SHORT EXERCISE
Copy the lines below verbatim, omitting the pictures.
###
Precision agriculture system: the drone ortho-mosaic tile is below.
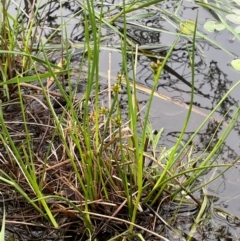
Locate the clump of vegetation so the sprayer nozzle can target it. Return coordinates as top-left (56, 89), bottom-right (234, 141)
top-left (0, 1), bottom-right (239, 240)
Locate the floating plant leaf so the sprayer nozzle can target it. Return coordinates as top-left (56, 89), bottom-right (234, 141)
top-left (226, 9), bottom-right (240, 24)
top-left (232, 8), bottom-right (240, 15)
top-left (231, 59), bottom-right (240, 71)
top-left (180, 20), bottom-right (195, 34)
top-left (203, 20), bottom-right (225, 32)
top-left (233, 0), bottom-right (240, 6)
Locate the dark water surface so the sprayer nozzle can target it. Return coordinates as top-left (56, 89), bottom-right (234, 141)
top-left (7, 1), bottom-right (240, 240)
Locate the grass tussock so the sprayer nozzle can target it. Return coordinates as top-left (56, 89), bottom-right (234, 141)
top-left (0, 1), bottom-right (240, 241)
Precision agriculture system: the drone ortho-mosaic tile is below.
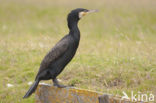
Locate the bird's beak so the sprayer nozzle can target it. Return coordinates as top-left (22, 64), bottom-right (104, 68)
top-left (79, 10), bottom-right (98, 18)
top-left (86, 10), bottom-right (98, 14)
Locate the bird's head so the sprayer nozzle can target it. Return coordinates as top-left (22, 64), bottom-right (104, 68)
top-left (68, 8), bottom-right (97, 21)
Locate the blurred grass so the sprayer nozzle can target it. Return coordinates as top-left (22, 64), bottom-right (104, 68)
top-left (0, 0), bottom-right (156, 103)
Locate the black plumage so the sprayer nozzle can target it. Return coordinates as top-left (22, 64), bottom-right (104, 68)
top-left (23, 8), bottom-right (97, 98)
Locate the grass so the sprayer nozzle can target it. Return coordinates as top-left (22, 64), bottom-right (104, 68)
top-left (0, 0), bottom-right (156, 103)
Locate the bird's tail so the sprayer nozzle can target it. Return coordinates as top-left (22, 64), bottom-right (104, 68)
top-left (23, 80), bottom-right (39, 99)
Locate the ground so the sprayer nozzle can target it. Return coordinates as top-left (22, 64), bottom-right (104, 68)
top-left (0, 0), bottom-right (156, 103)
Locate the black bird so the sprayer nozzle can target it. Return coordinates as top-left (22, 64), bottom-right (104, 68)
top-left (23, 8), bottom-right (96, 98)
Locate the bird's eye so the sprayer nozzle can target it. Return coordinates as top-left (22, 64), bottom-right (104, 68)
top-left (79, 11), bottom-right (87, 18)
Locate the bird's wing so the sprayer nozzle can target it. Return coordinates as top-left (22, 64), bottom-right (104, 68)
top-left (38, 38), bottom-right (69, 74)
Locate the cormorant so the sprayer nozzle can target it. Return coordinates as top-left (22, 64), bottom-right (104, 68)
top-left (23, 8), bottom-right (96, 98)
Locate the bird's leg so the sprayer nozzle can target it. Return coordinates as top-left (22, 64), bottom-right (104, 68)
top-left (53, 78), bottom-right (66, 88)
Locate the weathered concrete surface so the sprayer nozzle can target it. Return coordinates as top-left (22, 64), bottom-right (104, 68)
top-left (35, 84), bottom-right (136, 103)
top-left (36, 85), bottom-right (101, 103)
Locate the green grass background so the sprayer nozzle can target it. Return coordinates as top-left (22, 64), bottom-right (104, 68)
top-left (0, 0), bottom-right (156, 103)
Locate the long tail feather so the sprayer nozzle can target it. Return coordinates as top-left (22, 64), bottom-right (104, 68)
top-left (23, 80), bottom-right (39, 99)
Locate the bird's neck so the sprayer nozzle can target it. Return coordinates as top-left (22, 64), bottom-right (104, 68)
top-left (68, 21), bottom-right (80, 40)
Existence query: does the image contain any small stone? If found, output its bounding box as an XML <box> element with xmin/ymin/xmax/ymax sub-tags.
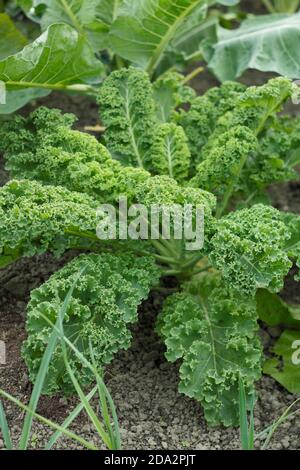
###
TASK ANSWER
Precision agriculture system: the drone ortho-mosaic tile is below.
Locate the clump of vegetation so the sprayer nozzle can target it. Return coordinates as top-left (56, 89), bottom-right (234, 141)
top-left (0, 1), bottom-right (239, 240)
Locate the floating plant leaf so the sprayer nozzle can target it. Return coordinates as top-left (56, 89), bottom-right (234, 141)
top-left (226, 9), bottom-right (240, 24)
top-left (232, 8), bottom-right (240, 15)
top-left (231, 59), bottom-right (240, 71)
top-left (180, 20), bottom-right (195, 34)
top-left (203, 20), bottom-right (225, 32)
top-left (233, 0), bottom-right (240, 6)
Locate the dark water surface so the sprayer nozzle can target it. Return coordinates as top-left (56, 89), bottom-right (234, 141)
top-left (7, 1), bottom-right (240, 240)
Locate the grass tussock so the sprayer nozzle can target it. Return coordinates as top-left (56, 89), bottom-right (234, 141)
top-left (0, 1), bottom-right (240, 241)
Precision agriculture system: the drone ortho-mosaic tile is below.
Locate the bird's beak so the sprayer nozzle can target it. Return coordinates as top-left (22, 64), bottom-right (104, 68)
top-left (79, 10), bottom-right (98, 18)
top-left (86, 10), bottom-right (98, 14)
Locate the bird's head so the sprayer nozzle can target it. Return coordinates as top-left (22, 64), bottom-right (104, 68)
top-left (68, 8), bottom-right (97, 21)
Locate the blurred grass so the sprayer nozzle can target it. Return coordinates as top-left (22, 64), bottom-right (104, 68)
top-left (0, 0), bottom-right (156, 103)
Locate the black plumage so the sprayer nozzle can target it. Return coordinates as top-left (22, 64), bottom-right (104, 68)
top-left (23, 8), bottom-right (97, 98)
Locate the grass so the sprayer nozzle can target it. Return coordinates as top-left (22, 64), bottom-right (104, 68)
top-left (0, 0), bottom-right (156, 103)
Locate the bird's tail so the sprayer nozzle can target it. Return coordinates as top-left (22, 64), bottom-right (104, 68)
top-left (23, 80), bottom-right (39, 99)
Locate the ground so the sprayer nozzle can target it. Return coordinates as top-left (22, 64), bottom-right (104, 68)
top-left (0, 0), bottom-right (156, 103)
Locate the black bird so the sprayer nozzle can target it. Return coordinates as top-left (22, 64), bottom-right (104, 68)
top-left (23, 8), bottom-right (96, 98)
Locate the bird's eye so the sprayer nozzle can target it. Return coordinates as top-left (22, 64), bottom-right (104, 68)
top-left (79, 11), bottom-right (87, 18)
Locate the bird's wing so the sprayer nozzle can target it. Return coordinates as top-left (22, 64), bottom-right (104, 68)
top-left (38, 38), bottom-right (69, 74)
Locate the cormorant so the sprayer nozzle can target it. Return coordinates as top-left (22, 64), bottom-right (104, 68)
top-left (23, 8), bottom-right (96, 98)
Locate the bird's leg so the sprayer nozzle can target it. Return coordinates as top-left (22, 64), bottom-right (104, 68)
top-left (53, 78), bottom-right (66, 88)
Locate the weathered concrete surface so the sprayer nozzle can target it. Return coordinates as top-left (22, 64), bottom-right (104, 68)
top-left (35, 84), bottom-right (136, 103)
top-left (36, 85), bottom-right (101, 103)
Locate the green grass background so the sprayer nozzle can target it. Return coordinates as top-left (22, 64), bottom-right (104, 68)
top-left (0, 0), bottom-right (156, 103)
Locate the long tail feather so the sprayer nozzle can target it. Return coordinates as top-left (22, 64), bottom-right (104, 68)
top-left (23, 80), bottom-right (39, 99)
Locate the bird's neck so the sprayer nozzle can target it. Return coordinates as top-left (22, 64), bottom-right (104, 68)
top-left (68, 21), bottom-right (80, 40)
Existence query: does the image contain any small stone? If found, output its bounding box as an XML <box> element with xmin/ymin/xmax/ymax sub-tags.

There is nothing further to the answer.